- [ESTRATTO]:
* * *
Il rito della messa e il rito del matrimonio: sbandamenti e ricentrature


Nozze in Campagna

Uno dei fenomeni più interessanti, avvenuti dopo il Concilio Vaticano II, è la riforma del rito della messa. Restaurare la tradizione in una forma più ricca e più complessa era il compito, al quale si è dedicata la Chiesa in anni di duro lavoro. Ma anche il rito del matrimonio ha subìto molte preziose variazioni, in vista di una maggiore fedeltà. In questa riflessione, tuttavia, non vorrei soffermarmi sulla grande novità, per cui si è superata la collocazione del “rito del matrimonio” prima del “rito della messa”. La collocazione del rito del matrimonio all’interno della messa pone una questione più radicale e più interessante, che si traduce in una domanda secca: Quale è il “rito della messa” e quale il “rito del matrimonio”? La domanda sembra inutile e quasi oziosa: in apparenza, il rito di ogni sacramento è contenuto nell’ Ordo ad esso dedicato. C’è l’Ordo Missae, che regola il rito della messa e l’Ordo celebrandi matrimonium che regola il rito del matrimonio.
* * *
- [DATI MOSTRATI]:
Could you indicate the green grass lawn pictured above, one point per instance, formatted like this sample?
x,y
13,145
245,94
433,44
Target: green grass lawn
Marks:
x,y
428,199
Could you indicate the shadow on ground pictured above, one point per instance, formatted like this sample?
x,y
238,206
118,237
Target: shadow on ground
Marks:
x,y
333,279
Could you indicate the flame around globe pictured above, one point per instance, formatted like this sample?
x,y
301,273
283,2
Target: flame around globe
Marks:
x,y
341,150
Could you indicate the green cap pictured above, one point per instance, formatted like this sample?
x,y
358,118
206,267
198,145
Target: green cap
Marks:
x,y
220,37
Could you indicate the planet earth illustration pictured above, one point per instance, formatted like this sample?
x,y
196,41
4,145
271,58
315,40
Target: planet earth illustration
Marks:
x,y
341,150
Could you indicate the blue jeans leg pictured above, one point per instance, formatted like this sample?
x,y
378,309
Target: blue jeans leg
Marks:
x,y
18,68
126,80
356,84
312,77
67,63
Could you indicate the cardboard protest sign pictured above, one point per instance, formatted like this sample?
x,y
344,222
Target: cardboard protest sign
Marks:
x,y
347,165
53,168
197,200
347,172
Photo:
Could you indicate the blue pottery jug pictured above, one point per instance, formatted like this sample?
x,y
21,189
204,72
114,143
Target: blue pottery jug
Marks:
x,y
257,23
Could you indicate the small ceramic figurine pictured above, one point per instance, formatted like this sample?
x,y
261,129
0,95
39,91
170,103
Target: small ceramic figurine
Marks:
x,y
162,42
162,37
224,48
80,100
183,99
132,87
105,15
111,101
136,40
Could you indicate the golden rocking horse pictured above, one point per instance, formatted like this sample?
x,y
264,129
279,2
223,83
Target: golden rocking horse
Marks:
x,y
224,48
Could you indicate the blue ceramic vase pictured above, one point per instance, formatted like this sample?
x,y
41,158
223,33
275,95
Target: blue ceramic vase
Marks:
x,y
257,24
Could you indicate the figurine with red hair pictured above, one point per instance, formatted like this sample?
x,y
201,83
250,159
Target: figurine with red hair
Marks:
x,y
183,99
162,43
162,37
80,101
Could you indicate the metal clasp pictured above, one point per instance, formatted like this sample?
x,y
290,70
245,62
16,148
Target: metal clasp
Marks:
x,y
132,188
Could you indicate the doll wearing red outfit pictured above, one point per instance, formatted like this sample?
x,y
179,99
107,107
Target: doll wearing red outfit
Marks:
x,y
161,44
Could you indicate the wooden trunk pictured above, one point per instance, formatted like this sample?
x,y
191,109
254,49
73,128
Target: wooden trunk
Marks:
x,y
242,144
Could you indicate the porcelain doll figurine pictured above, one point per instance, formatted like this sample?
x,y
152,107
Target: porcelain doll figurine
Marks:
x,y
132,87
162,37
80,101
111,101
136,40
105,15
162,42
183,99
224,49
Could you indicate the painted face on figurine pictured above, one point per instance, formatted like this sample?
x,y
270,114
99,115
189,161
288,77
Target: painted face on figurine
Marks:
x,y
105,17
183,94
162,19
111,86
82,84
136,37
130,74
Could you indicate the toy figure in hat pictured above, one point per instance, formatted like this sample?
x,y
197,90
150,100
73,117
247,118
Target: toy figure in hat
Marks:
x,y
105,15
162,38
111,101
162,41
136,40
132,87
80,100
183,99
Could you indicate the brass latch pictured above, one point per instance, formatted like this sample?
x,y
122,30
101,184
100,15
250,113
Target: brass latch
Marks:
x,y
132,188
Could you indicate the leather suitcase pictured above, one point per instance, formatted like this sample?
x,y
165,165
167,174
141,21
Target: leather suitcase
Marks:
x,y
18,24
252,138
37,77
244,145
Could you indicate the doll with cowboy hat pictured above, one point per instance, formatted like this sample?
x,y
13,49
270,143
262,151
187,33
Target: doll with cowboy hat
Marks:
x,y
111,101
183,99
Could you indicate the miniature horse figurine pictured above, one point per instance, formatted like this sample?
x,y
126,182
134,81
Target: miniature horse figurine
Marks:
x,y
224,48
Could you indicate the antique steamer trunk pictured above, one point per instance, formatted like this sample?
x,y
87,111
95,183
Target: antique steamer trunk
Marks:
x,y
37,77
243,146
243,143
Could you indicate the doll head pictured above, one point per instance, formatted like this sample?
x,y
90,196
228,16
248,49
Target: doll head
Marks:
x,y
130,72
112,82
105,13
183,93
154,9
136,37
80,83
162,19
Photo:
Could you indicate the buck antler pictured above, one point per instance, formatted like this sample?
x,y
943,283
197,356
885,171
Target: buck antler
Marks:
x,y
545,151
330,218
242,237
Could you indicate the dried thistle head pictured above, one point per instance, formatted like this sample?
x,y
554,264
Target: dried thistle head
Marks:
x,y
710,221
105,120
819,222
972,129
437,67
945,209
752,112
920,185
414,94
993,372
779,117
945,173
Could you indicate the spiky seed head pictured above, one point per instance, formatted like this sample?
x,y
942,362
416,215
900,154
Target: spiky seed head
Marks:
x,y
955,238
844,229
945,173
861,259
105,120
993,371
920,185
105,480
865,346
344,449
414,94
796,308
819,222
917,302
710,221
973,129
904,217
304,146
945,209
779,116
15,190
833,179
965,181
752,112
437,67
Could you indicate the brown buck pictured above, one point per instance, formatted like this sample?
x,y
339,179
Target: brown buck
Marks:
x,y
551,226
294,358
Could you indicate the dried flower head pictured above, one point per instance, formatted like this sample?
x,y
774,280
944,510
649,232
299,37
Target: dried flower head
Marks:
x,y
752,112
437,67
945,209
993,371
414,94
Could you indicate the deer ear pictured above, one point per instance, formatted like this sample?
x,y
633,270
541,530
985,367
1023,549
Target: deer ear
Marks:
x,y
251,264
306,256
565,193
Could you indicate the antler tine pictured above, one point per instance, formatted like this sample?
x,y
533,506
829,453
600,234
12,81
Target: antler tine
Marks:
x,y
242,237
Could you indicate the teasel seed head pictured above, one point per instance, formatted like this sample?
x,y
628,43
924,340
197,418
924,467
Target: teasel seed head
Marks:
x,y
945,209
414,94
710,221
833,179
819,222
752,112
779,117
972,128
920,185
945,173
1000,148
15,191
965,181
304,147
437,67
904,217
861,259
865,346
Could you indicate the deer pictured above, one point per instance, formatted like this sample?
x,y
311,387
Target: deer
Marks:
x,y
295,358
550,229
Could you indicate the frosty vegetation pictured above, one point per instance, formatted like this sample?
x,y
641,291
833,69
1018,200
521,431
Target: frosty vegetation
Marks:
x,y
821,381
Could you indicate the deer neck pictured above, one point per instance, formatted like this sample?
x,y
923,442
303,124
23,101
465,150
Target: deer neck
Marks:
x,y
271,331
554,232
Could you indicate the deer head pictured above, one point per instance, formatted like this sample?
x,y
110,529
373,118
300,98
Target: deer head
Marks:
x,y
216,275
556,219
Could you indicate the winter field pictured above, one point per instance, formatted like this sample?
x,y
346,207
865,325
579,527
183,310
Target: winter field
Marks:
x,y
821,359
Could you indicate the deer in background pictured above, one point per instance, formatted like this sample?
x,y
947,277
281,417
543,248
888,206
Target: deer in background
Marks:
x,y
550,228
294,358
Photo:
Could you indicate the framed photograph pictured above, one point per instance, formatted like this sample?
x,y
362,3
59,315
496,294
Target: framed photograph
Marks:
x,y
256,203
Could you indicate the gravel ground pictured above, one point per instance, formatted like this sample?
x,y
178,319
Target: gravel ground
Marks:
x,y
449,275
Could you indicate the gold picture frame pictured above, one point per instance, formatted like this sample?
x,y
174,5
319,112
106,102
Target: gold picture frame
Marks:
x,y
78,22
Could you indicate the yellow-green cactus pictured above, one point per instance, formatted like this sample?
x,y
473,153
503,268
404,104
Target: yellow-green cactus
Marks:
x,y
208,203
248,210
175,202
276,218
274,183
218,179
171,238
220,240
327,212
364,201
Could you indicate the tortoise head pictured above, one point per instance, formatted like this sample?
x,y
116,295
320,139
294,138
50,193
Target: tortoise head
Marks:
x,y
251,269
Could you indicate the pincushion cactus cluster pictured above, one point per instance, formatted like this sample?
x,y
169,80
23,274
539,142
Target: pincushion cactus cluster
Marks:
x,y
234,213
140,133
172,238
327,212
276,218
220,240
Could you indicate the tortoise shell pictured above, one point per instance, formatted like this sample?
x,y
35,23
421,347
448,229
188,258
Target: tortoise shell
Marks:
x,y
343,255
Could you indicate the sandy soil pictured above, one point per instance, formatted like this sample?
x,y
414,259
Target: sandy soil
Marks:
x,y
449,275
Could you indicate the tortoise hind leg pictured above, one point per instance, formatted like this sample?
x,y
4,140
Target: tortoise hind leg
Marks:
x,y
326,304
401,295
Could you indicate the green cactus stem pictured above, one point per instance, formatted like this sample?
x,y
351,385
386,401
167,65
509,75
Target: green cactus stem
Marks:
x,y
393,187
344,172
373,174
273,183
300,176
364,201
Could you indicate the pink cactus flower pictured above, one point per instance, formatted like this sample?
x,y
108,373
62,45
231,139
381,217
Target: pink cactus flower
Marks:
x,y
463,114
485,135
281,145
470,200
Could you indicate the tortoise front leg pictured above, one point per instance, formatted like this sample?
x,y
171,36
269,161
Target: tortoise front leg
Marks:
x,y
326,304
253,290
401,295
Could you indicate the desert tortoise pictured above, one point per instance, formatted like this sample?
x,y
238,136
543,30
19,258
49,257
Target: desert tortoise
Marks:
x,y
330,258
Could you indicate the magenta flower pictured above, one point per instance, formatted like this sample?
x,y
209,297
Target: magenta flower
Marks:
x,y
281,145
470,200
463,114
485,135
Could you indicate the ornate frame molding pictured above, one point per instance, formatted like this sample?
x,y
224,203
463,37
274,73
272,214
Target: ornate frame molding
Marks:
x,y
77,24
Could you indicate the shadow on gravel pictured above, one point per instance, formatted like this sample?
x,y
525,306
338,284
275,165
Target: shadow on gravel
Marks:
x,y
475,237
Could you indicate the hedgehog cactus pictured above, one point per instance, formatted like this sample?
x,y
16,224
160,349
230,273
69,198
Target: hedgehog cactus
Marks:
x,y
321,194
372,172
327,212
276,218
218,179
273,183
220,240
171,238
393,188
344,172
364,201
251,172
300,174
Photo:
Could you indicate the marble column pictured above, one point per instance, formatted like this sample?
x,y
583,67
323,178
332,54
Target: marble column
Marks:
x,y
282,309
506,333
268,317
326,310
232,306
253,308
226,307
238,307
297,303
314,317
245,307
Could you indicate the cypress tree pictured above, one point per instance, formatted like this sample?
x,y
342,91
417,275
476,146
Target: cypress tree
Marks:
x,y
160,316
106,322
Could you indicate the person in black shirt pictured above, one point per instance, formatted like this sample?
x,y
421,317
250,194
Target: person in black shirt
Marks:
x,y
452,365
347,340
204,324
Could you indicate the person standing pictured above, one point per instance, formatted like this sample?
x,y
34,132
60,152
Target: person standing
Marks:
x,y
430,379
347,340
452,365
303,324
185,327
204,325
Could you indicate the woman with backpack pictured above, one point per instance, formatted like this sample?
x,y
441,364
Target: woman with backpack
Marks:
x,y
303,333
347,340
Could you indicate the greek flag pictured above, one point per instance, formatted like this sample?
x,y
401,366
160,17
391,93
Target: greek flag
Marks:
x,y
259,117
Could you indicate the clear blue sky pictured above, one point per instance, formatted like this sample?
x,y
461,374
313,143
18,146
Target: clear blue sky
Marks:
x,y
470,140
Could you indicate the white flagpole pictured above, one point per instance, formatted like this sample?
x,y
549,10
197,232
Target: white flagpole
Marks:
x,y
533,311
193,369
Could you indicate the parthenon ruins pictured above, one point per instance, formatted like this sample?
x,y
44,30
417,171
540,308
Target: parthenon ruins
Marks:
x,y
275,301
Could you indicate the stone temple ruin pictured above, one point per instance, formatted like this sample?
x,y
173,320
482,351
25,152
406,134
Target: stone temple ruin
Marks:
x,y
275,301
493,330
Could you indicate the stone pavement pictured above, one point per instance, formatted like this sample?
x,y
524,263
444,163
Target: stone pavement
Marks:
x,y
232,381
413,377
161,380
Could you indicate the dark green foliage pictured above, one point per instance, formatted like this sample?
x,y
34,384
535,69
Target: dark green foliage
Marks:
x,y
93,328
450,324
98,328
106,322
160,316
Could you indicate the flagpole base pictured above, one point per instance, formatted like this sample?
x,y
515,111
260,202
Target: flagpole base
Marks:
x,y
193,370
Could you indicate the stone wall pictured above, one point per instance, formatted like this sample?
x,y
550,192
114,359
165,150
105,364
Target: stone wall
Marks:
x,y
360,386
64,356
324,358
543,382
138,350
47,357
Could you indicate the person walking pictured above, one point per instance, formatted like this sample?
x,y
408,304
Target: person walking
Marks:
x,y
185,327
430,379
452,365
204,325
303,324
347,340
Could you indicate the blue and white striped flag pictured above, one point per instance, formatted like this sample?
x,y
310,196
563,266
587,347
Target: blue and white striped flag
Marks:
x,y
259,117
* * *
- [SCOPO DEL COMPITO]: Prosegui il brano sul rito della messa e del matrimonio partendo subito dopo la sua ultima frase.

- [RISPOSTA QUI SOTTO]:
Qui però mi interessa concentrare lo sguardo sul fenomeno storico per cui ci siamo abituati a guardare il rito non in tutta la sua ampiezza, ma fissando gli occhi solo su quelle parti che “per tradizione” consideriamo centrali. La prassi e la teologia, ognuna a suo modo, ci hanno convinto di questo. Ma qui, a ben vedere, troviamo le sorprese più grandi. Se ci chiediamo: “ma il rito del matrimonio dove ha il suo centro?” tendiamo a rispondere: “Nel consenso”. Ma quello non è un rito, bensì un atto giuridico. Maggior peso rituale ha lo “scambio degli anelli”, che appare una sorta di traduzione simbolica dello scambio del consenso. E tuttavia questa somiglianza è il frutto di una storia molte recente. Perché per molti secoli lo scambio del consenso non corrispondeva affatto ad uno scambio degli anelli. Giuridicamente funzionava la logica dello scambio, ma liturgicamente l’unico a “mettere l’anello al dito dell’altro” era il marito alla moglie. La moglie non metteva alcun anello al marito. Il gesto rituale parlava di una cosa diversa dal consenso. Infine, dal punto di vista strettamente liturgico, lo sviluppo storico ha progressivamente emarginato l’elemento rituale che fino al 1563 risultava del tutto centrale: ossia la preghiera di benedizione. Così oggi tendiamo a vedere come rito del matrimonio quello che è il patto giuridico, mentre non vediamo come elemento rituale il suo centro ecclesiale di benedizione. La ragione dello “sposarsi in Cristo” è espressa in modo pieno solo dalla benedizione, meno dall’anello e ben poco dallo scambio del consenso (che solo di recente si è dato la espressione “con la grazia di Cristo”).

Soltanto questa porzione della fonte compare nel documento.